WHAT THE EXERCISE ASKS: Transcribe every entry word for word. Skip the pictures.

▽

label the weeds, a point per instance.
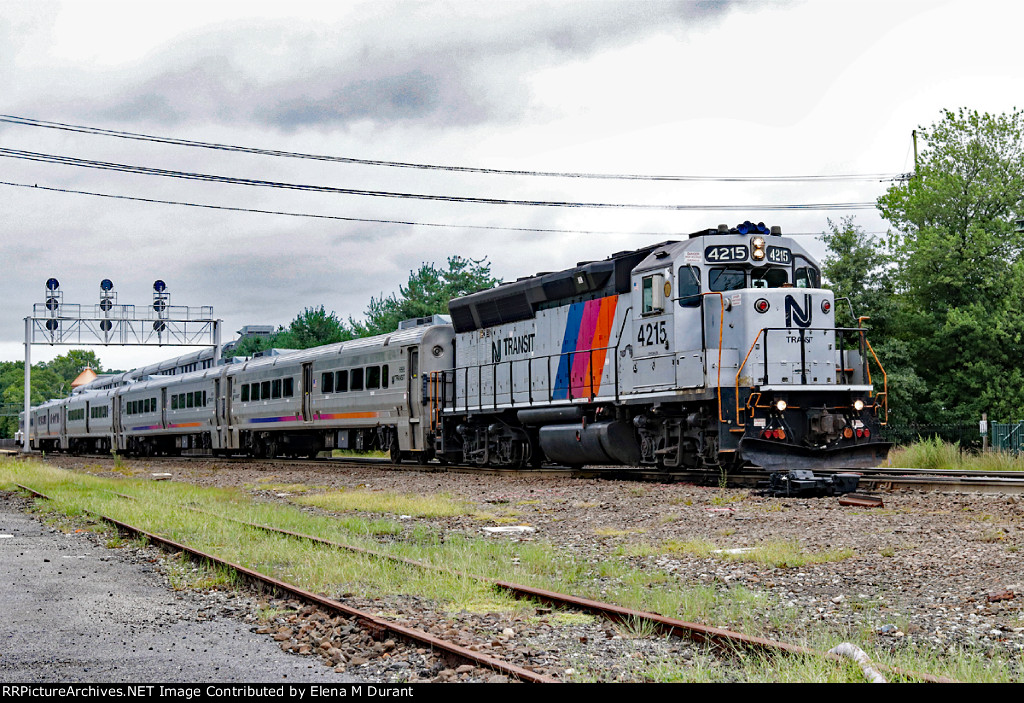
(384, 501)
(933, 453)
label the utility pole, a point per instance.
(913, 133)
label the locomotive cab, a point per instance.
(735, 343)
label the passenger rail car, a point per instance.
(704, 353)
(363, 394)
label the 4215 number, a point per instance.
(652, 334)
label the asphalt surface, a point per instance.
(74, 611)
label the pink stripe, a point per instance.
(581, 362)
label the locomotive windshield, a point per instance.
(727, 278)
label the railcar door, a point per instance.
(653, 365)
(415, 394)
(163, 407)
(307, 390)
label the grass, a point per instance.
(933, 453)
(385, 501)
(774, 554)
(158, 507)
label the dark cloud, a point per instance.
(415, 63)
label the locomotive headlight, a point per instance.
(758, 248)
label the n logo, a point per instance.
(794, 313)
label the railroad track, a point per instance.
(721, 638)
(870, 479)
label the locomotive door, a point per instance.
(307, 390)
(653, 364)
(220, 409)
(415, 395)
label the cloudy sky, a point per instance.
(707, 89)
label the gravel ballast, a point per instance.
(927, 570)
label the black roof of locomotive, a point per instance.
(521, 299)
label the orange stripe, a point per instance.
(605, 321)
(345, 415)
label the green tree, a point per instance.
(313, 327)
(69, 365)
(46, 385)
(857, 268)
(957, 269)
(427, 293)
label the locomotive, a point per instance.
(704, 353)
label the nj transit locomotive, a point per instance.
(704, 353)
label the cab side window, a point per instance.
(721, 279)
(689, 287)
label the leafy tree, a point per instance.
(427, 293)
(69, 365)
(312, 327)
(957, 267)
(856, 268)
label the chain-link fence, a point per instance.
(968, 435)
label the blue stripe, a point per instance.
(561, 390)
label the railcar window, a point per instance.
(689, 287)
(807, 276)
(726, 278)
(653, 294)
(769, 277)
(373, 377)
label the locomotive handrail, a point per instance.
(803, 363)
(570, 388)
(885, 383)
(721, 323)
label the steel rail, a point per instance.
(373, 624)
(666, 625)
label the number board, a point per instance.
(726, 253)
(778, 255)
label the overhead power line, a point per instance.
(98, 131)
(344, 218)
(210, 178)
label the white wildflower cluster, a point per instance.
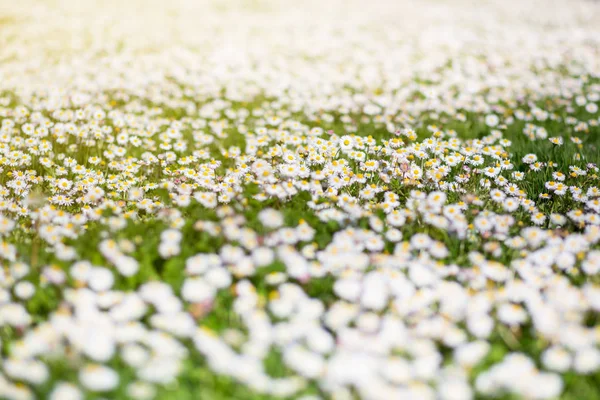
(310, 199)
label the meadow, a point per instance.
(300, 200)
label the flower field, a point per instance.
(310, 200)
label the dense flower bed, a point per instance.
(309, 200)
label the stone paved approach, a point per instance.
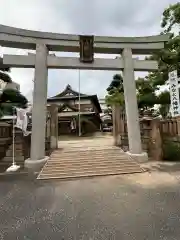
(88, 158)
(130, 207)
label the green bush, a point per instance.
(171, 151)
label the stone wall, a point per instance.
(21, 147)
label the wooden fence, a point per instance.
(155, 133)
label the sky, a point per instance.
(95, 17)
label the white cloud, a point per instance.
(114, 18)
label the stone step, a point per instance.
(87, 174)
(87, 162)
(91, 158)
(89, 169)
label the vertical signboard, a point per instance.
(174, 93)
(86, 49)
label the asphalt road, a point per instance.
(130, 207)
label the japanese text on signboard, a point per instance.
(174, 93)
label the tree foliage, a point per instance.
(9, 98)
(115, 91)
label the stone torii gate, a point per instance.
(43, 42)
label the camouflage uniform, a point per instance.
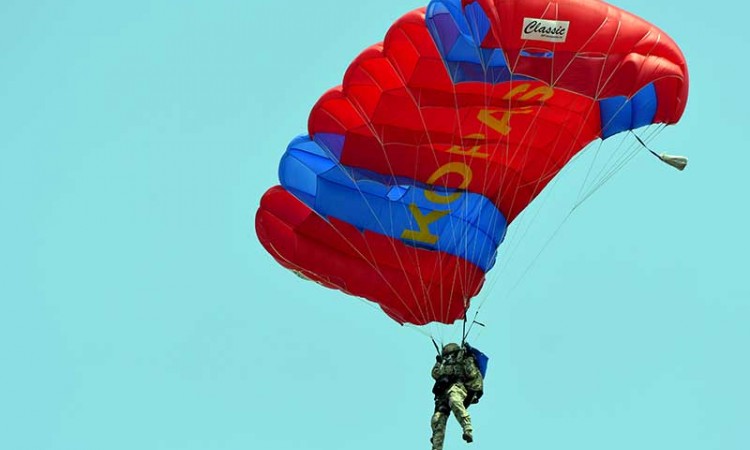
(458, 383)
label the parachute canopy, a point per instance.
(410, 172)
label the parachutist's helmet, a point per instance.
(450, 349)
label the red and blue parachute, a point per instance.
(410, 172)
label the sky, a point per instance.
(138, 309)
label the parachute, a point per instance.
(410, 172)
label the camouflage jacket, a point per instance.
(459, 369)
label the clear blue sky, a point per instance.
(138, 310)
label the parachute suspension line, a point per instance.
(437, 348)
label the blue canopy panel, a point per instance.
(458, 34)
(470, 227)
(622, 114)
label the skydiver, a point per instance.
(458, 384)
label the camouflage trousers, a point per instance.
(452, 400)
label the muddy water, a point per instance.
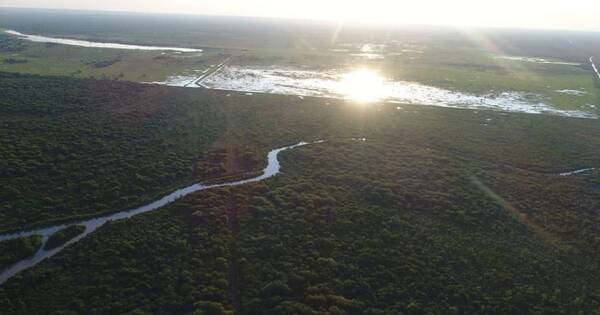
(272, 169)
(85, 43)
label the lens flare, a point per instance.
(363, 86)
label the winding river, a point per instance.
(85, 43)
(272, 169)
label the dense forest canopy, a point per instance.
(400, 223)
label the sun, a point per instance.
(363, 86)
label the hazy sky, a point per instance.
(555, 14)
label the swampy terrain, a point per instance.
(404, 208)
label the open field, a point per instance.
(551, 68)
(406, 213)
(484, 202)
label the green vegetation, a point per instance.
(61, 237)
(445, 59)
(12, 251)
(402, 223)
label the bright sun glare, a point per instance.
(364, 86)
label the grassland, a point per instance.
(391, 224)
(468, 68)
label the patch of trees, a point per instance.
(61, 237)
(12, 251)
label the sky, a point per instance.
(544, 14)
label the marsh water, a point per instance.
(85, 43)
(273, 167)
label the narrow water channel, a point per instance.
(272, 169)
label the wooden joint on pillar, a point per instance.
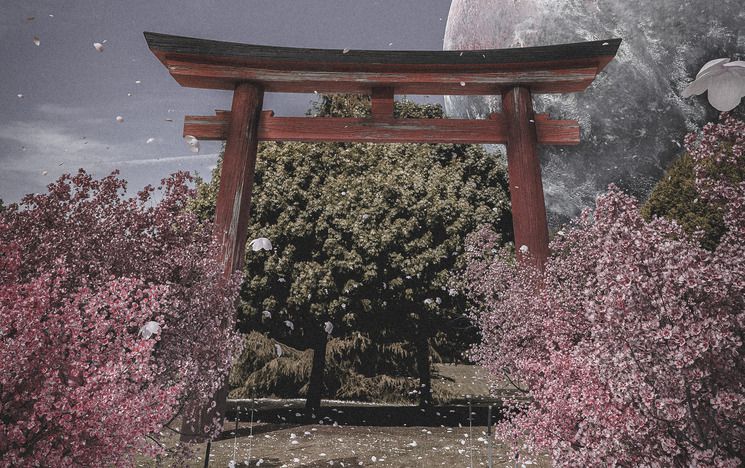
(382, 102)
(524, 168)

△

WRITTEN RESPONSE:
label the weeds, a point per instance.
(384, 501)
(933, 453)
label the utility pole, a point per instance.
(913, 133)
label the locomotive cab, a point per instance.
(735, 343)
label the passenger rail car, a point per instance.
(704, 353)
(363, 394)
label the 4215 number, a point per instance.
(652, 334)
label the asphalt surface, a point per instance.
(74, 611)
label the pink stripe, a point per instance.
(581, 362)
label the locomotive windshield, a point per instance.
(727, 278)
label the railcar door, a point per instance.
(653, 365)
(415, 394)
(163, 407)
(307, 390)
label the grass, a point per instance.
(933, 453)
(385, 501)
(774, 554)
(158, 507)
label the dark cloud, a point per instance.
(415, 63)
label the locomotive headlight, a point per instance.
(758, 248)
label the n logo, a point per instance.
(794, 313)
label the railroad track, a point per instance.
(721, 638)
(870, 479)
label the locomotive door, a point per instance.
(307, 390)
(653, 364)
(220, 409)
(415, 395)
label the cloudy sky, a point per instance.
(707, 89)
label the gravel ballast, a point per instance.
(927, 570)
label the black roof of locomotive, a point per instance.
(521, 299)
label the orange stripe, a point per instance.
(605, 321)
(345, 415)
label the green tree, a point per instance.
(313, 327)
(69, 365)
(46, 385)
(857, 268)
(957, 269)
(427, 293)
label the locomotive, a point per instance.
(704, 353)
label the nj transit locomotive, a point per instance.
(704, 353)
label the cab side window, a point per instance.
(721, 279)
(689, 287)
label the leafy tree, a point per instance.
(427, 293)
(69, 365)
(312, 327)
(957, 267)
(856, 268)
label the chain-link fence, a point per instance.
(968, 435)
label the blue stripe, a point per instance.
(561, 390)
label the railcar window, a point per instance.
(689, 287)
(807, 276)
(726, 278)
(653, 294)
(769, 277)
(373, 377)
label the locomotive handrail, a point per instance.
(803, 363)
(570, 388)
(885, 383)
(721, 323)
label the steel rail, a point per instance.
(373, 624)
(666, 625)
label the number board, a point per instance.
(726, 253)
(778, 255)
label the overhead power line, a point per instance.
(98, 131)
(344, 218)
(210, 178)
label the white wildflower cluster, a point per instance.
(310, 199)
label the meadow, a point per instance.
(300, 200)
label the flower field, a point per instance.
(310, 200)
label the dense flower bed, a point per instance.
(309, 200)
label the stone paved approach, a point per instance.
(88, 158)
(130, 207)
label the green bush, a point per instance.
(171, 151)
label the stone wall, a point per instance.
(21, 147)
label the wooden fence, a point per instance.
(155, 133)
label the sky, a point per instance.
(95, 17)
label the white cloud, a point per instance.
(114, 18)
label the stone step, a point per instance.
(87, 174)
(87, 162)
(91, 158)
(89, 169)
label the vertical signboard, a point per instance.
(174, 93)
(86, 49)
label the asphalt road, a point per instance.
(130, 207)
label the japanese text on signboard, a point per instance.
(174, 93)
label the tree foliage, a point per instance.
(9, 98)
(115, 91)
label the stone torii gate, a point per instance.
(43, 42)
label the camouflage uniform, a point per instance.
(458, 383)
label the parachute canopy, a point per instance.
(410, 172)
label the parachutist's helmet, a point per instance.
(450, 349)
label the red and blue parachute, a point per instance.
(410, 172)
label the sky, a point per instance.
(138, 309)
label the parachute, a point per instance.
(410, 172)
label the camouflage jacket, a point per instance.
(459, 369)
label the clear blue sky, a point per instance.
(138, 310)
label the parachute suspension line, a point per instance.
(437, 348)
label the blue canopy panel, a point per instance.
(458, 34)
(470, 227)
(622, 114)
label the skydiver, a point per instance.
(458, 384)
label the camouflage trousers, a point per instance.
(452, 400)
label the muddy water, a point per instance.
(272, 169)
(85, 43)
label the lens flare, a point per instance.
(363, 86)
label the winding river, a point per instance.
(85, 43)
(272, 169)
label the dense forest canopy, a point per instance.
(400, 223)
label the sun, a point per instance.
(363, 86)
label the hazy sky, a point per instance.
(555, 14)
label the swampy terrain, a point per instance.
(404, 208)
label the open field, a point per instance.
(551, 68)
(406, 213)
(484, 202)
label the green vegetation, a point per instance.
(61, 237)
(445, 59)
(12, 251)
(402, 223)
label the bright sun glare, a point per instance.
(364, 86)
label the grassland, a point per instance.
(391, 224)
(468, 68)
label the patch of trees, a point per instance.
(61, 237)
(12, 251)
label the sky, a point per instance.
(544, 14)
label the marsh water, a point per instance.
(85, 43)
(273, 167)
label the narrow water channel, a point per instance.
(272, 169)
label the wooden joint on pillar, a point per instance.
(382, 102)
(524, 168)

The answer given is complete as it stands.